WHAT YOU HAVE TO DO
Each record below should be output verbatim, without pictures.

TASK INPUT

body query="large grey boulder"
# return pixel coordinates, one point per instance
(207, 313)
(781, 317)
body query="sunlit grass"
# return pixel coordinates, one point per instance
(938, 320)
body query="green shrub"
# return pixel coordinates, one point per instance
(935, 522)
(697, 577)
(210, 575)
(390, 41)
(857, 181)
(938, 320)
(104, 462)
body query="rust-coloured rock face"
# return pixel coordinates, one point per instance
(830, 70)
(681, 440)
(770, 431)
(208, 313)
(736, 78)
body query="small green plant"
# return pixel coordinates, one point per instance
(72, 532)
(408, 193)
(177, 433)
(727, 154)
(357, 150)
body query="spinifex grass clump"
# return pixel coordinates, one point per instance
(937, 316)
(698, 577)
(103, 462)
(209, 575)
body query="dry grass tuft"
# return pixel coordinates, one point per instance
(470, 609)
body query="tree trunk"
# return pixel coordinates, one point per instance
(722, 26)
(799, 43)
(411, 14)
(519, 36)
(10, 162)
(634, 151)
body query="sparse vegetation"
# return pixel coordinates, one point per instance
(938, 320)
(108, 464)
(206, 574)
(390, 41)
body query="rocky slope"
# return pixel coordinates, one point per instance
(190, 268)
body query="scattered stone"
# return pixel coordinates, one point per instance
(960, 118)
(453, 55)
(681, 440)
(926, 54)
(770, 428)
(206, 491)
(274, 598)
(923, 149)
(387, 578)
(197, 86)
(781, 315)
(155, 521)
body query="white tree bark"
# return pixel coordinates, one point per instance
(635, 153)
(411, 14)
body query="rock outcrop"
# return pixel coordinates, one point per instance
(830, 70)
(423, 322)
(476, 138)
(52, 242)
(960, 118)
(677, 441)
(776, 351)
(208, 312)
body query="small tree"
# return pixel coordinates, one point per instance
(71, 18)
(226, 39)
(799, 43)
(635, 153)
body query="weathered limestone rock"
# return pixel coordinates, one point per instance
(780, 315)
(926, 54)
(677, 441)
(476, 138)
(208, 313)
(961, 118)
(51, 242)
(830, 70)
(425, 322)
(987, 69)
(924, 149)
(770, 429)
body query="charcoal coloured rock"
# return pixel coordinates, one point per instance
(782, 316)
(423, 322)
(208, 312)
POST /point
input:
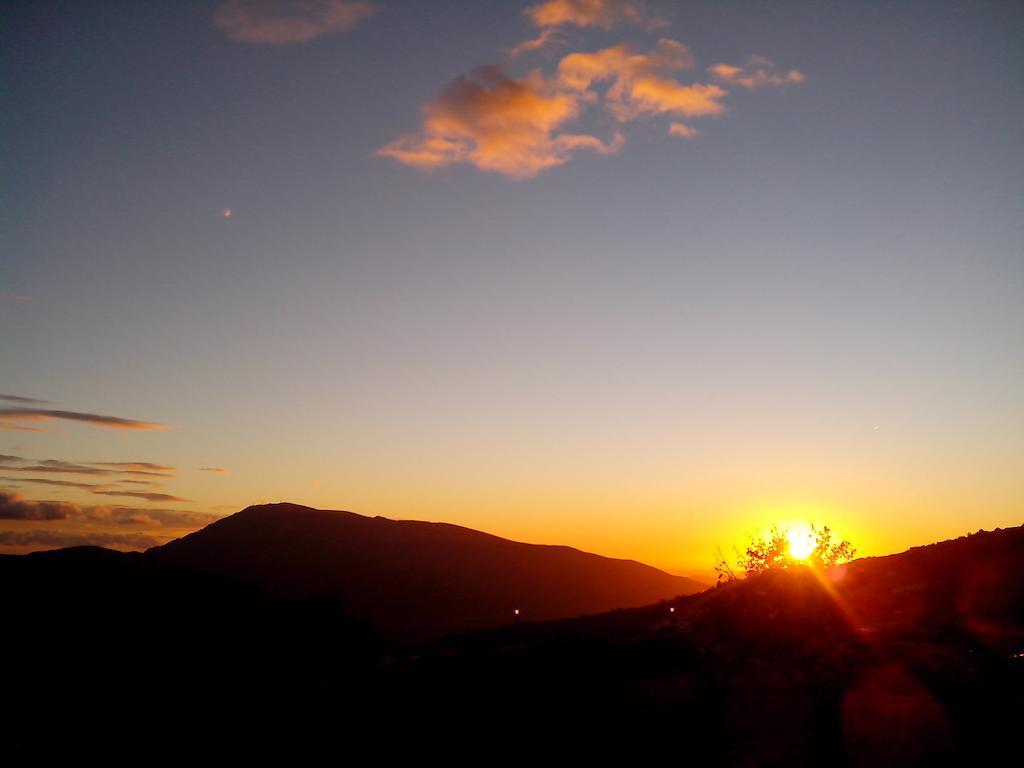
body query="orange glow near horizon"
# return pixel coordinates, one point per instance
(801, 541)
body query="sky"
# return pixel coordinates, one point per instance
(638, 278)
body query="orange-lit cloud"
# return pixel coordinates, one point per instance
(110, 422)
(27, 400)
(284, 22)
(27, 540)
(135, 466)
(758, 73)
(547, 36)
(500, 124)
(142, 495)
(638, 83)
(61, 467)
(13, 507)
(682, 130)
(58, 483)
(603, 13)
(519, 126)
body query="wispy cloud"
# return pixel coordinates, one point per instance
(602, 13)
(142, 495)
(57, 483)
(23, 540)
(498, 123)
(27, 400)
(757, 73)
(682, 130)
(135, 466)
(284, 22)
(61, 467)
(110, 422)
(14, 507)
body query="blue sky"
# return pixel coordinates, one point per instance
(811, 308)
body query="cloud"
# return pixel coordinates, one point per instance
(135, 466)
(519, 126)
(97, 469)
(498, 123)
(603, 13)
(27, 400)
(55, 539)
(17, 428)
(758, 72)
(14, 507)
(61, 467)
(171, 518)
(284, 22)
(58, 483)
(110, 422)
(682, 130)
(546, 36)
(142, 495)
(638, 86)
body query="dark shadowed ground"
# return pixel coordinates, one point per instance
(908, 659)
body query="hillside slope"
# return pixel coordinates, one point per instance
(411, 580)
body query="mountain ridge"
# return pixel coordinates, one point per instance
(412, 579)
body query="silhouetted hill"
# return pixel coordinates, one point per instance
(413, 580)
(915, 658)
(910, 659)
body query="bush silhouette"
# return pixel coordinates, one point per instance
(773, 553)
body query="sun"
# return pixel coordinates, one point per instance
(802, 542)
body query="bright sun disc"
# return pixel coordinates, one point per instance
(801, 543)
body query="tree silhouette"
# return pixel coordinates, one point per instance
(773, 553)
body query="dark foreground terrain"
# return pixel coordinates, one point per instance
(907, 659)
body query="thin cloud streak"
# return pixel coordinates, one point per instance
(56, 539)
(57, 483)
(14, 507)
(283, 23)
(27, 400)
(758, 73)
(602, 13)
(109, 422)
(142, 495)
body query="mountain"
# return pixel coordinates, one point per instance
(231, 638)
(410, 580)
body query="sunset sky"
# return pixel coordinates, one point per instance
(636, 278)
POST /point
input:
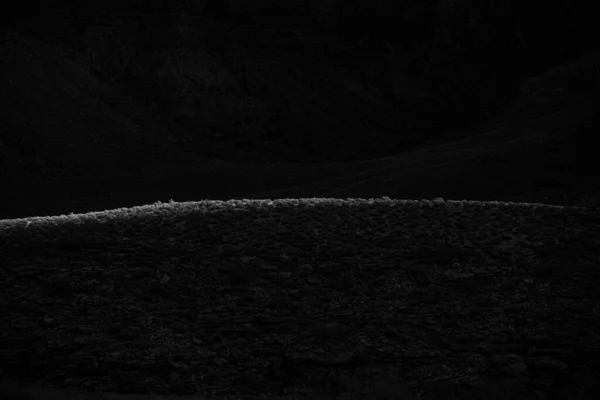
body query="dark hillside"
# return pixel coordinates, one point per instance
(105, 108)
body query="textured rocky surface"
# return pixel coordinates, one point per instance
(247, 298)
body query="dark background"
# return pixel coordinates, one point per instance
(306, 81)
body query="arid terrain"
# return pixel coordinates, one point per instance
(308, 298)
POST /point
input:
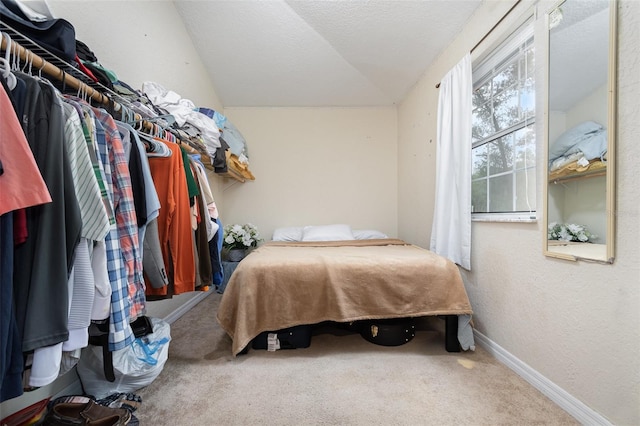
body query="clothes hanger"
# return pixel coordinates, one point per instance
(5, 65)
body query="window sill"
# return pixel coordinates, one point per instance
(504, 217)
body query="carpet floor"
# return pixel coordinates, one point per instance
(341, 379)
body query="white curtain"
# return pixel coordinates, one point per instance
(451, 230)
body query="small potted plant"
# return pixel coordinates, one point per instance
(239, 240)
(570, 232)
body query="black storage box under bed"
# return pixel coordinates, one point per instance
(287, 338)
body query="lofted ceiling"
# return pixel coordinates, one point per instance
(320, 52)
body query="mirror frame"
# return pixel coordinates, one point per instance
(611, 142)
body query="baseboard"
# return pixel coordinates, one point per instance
(570, 404)
(185, 307)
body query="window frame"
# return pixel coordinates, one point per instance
(484, 69)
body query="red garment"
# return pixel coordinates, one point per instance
(21, 183)
(174, 222)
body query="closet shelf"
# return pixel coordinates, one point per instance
(602, 171)
(41, 60)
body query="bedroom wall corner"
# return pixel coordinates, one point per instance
(575, 323)
(317, 166)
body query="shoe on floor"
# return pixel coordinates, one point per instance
(86, 414)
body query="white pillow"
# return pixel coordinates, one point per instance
(287, 234)
(368, 234)
(327, 233)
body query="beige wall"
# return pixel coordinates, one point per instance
(577, 324)
(316, 166)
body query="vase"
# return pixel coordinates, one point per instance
(236, 255)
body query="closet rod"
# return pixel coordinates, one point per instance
(41, 65)
(484, 37)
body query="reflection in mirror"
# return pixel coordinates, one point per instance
(580, 131)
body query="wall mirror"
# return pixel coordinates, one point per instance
(580, 131)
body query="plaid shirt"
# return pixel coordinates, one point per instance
(124, 255)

SOLUTION TO THE EXERCISE
body query="large grey boulder"
# return pixel coordinates, one point per instance
(207, 313)
(781, 317)
body query="sunlit grass"
# return pixel coordinates, one point per instance
(938, 320)
body query="green shrub"
# return pixel coordinates, one point per instance
(935, 522)
(697, 577)
(210, 575)
(390, 41)
(857, 181)
(938, 320)
(104, 462)
body query="rust-coloured rock face"
# return pixel coordinates, one point per instance
(830, 70)
(681, 440)
(770, 431)
(208, 313)
(736, 78)
body query="small green plant"
# return pixel coordinates, one point per instance
(72, 532)
(408, 193)
(177, 433)
(727, 154)
(357, 150)
body query="spinifex grass clump"
# return pixel coordinates, one point per instance
(937, 316)
(698, 577)
(103, 462)
(209, 575)
body query="dry grass tuft"
# return pixel coordinates, one point per instance
(470, 609)
body query="tree trunk"
# return pixel coordinates, one point per instance
(722, 26)
(799, 43)
(411, 14)
(519, 36)
(10, 162)
(634, 151)
body query="sparse vegetation"
# return pixel coordinates, one point per instance
(938, 320)
(108, 464)
(206, 574)
(390, 41)
body query="rocky slope"
# return pixel coordinates, one point per instance
(190, 268)
body query="scattered stone"
# return pixel coordinates, one point per instance
(960, 118)
(453, 55)
(681, 440)
(926, 54)
(770, 428)
(206, 491)
(274, 598)
(923, 149)
(387, 578)
(197, 86)
(781, 315)
(155, 521)
body query="white tree bark"
# return pixel coordinates, one point per instance
(635, 153)
(411, 14)
body query="rock outcrop"
# return pixel coordinates, one point per instance
(830, 70)
(423, 322)
(476, 138)
(52, 242)
(960, 118)
(677, 441)
(776, 351)
(208, 312)
body query="small tree"
# return pixel coordinates, one point per instance
(71, 18)
(226, 39)
(799, 43)
(635, 153)
body query="weathered limestone rock"
# return pixel coordinates, one point per instance
(780, 315)
(926, 54)
(677, 441)
(476, 138)
(208, 313)
(961, 118)
(51, 242)
(830, 70)
(425, 322)
(987, 69)
(924, 149)
(770, 429)
body query="charcoal coloured rock"
# return pixel coordinates, one point per instance
(782, 316)
(423, 322)
(208, 312)
POST /point
input:
body query="orange glow near horizon"
# return pixel coordinates, one point per instance
(801, 541)
body query="sky"
# return pixel coordinates, one point per instance
(638, 278)
body query="orange-lit cloud"
# return pixel coordinates, one point per instance
(110, 422)
(27, 400)
(284, 22)
(27, 540)
(135, 466)
(758, 73)
(547, 36)
(500, 124)
(142, 495)
(638, 83)
(61, 467)
(13, 507)
(682, 130)
(58, 483)
(603, 13)
(519, 126)
body query="wispy cloud"
# return pixel coordinates, one point per instance
(602, 13)
(142, 495)
(57, 483)
(23, 540)
(498, 123)
(27, 400)
(757, 73)
(682, 130)
(135, 466)
(284, 22)
(61, 467)
(110, 422)
(14, 507)
body query="blue sky"
# return pixel coordinates, one point per instance
(811, 308)
body query="cloud"
# return pixel coordinates, one point per instance
(135, 466)
(519, 126)
(97, 469)
(498, 123)
(603, 13)
(27, 400)
(55, 539)
(17, 428)
(758, 72)
(14, 507)
(61, 467)
(171, 518)
(284, 22)
(58, 483)
(110, 422)
(682, 130)
(546, 36)
(142, 495)
(638, 86)
body query="dark shadowed ground"
# return pixel coordinates, one point per instance
(908, 659)
body query="hillside slope"
# return pixel coordinates, one point per instance
(411, 580)
body query="mountain ridge"
# return pixel coordinates, one point per instance
(412, 579)
body query="silhouetted hill"
# return pixel coordinates, one point per instance
(413, 580)
(915, 658)
(910, 659)
body query="bush silhouette"
# return pixel coordinates, one point per instance
(773, 553)
body query="sun"
# return pixel coordinates, one point per instance
(802, 542)
body query="bright sun disc"
# return pixel coordinates, one point per instance
(801, 543)
body query="tree silhouette"
# return pixel coordinates, one point per instance
(773, 553)
body query="dark foreground terrain"
# return pixel coordinates, one point per instance
(907, 659)
body query="thin cloud streak"
# return pixel coordinates, one point per instance
(56, 539)
(57, 483)
(14, 507)
(283, 23)
(27, 400)
(758, 73)
(602, 13)
(109, 422)
(142, 495)
body query="mountain"
# return pixel coordinates, one point per instance
(231, 638)
(410, 580)
body query="sunset sky"
# return pixel coordinates, one point per instance
(636, 278)
POST /point
input:
body query="dark hillside"
# return pixel coordinates, one point per instance
(105, 108)
body query="textured rocky surface"
# return pixel coordinates, one point per instance
(247, 298)
body query="dark background"
# return pixel coordinates, one point per instance
(306, 81)
body query="arid terrain"
# return pixel coordinates, one point per instance
(308, 298)
POST /point
input:
body query="clothes hanger"
# return pixel coordinates, one point per instance
(5, 65)
body query="window sill"
# return pixel coordinates, one point per instance
(504, 217)
body query="carpet floor"
# return pixel coordinates, one point per instance
(341, 379)
body query="white curtain"
# return pixel coordinates, one point per instance
(451, 230)
body query="small potted plant"
# return pixel coordinates, one point per instance
(239, 240)
(570, 232)
body query="black storage box under bed"
# return pixel coordinates, one point per instance
(287, 338)
body query="lofted ceiling"
# return pixel coordinates, one point per instance
(320, 52)
body query="mirror frame"
# return pixel coordinates, one point per instance
(611, 142)
body query="baseboard"
# return pixel coordinates, one point per instance
(570, 404)
(185, 307)
body query="window frame"
# return pixel coordinates, one point per instance
(484, 69)
body query="red garment"
# return pixel coordinates, one point per instance
(21, 183)
(174, 222)
body query="closet shelf"
# return pixel coordinates, one point per instance
(602, 171)
(41, 60)
body query="bedroom wall corner"
# return pixel coordinates, one point per instance
(575, 323)
(317, 166)
body query="shoe on floor"
# return pixel coordinates, one point per instance
(86, 414)
body query="white pillow"
# return pixel coordinates, one point per instance
(287, 234)
(368, 234)
(327, 233)
body query="beige wall"
# return pixel coordinates, one point per instance
(577, 324)
(316, 166)
body query="vase"
# return pixel coordinates, one point per instance
(236, 255)
body query="closet rod"
# return pixel coordinates, one point per instance
(41, 65)
(484, 37)
body query="reflection in mirror"
# return pixel coordinates, one point per instance
(580, 131)
body query="wall mirror"
# return pixel coordinates, one point per instance
(580, 131)
body query="plaid shirt"
# return pixel coordinates, one point per instance
(124, 255)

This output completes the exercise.